■ **Given information**:
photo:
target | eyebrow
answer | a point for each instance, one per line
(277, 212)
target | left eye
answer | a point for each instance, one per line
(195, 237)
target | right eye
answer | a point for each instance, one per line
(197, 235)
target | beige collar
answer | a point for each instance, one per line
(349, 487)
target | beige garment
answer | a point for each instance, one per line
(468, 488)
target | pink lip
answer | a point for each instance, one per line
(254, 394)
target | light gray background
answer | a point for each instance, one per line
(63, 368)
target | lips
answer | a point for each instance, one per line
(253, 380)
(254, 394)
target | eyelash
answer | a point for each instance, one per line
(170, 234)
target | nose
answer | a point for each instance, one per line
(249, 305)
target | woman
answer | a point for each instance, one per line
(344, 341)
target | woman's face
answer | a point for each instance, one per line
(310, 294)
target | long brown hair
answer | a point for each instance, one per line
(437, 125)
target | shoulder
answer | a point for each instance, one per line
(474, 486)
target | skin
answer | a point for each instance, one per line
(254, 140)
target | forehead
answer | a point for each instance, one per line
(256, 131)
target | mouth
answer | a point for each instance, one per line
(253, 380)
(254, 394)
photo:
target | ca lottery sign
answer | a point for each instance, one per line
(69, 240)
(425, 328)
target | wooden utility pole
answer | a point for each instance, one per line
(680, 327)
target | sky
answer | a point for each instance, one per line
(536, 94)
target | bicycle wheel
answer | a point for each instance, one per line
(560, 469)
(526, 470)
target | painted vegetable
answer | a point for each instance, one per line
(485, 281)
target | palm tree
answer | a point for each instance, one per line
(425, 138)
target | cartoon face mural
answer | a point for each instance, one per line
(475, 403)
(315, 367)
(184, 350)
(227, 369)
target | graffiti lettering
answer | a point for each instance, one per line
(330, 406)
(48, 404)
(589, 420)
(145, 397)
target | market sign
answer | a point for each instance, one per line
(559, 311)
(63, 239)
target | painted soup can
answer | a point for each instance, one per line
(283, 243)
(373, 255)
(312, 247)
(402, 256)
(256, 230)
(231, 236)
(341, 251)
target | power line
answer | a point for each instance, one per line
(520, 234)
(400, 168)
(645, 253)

■ **What is asked**:
Turn the rows above into a numbered list with no blank lines, starting at the line containing "target | market sign" and ending at the final line of the rows.

■ **Response below**:
1. target | market sign
2. answer | a point for each instance, one per line
3. (559, 311)
4. (63, 239)
5. target | painted soup can
6. answer | a point for each instance, one per line
7. (283, 243)
8. (373, 255)
9. (312, 247)
10. (402, 256)
11. (256, 230)
12. (231, 236)
13. (341, 251)
14. target | power line
15. answer | a point for each instance, one per line
16. (520, 234)
17. (400, 168)
18. (645, 253)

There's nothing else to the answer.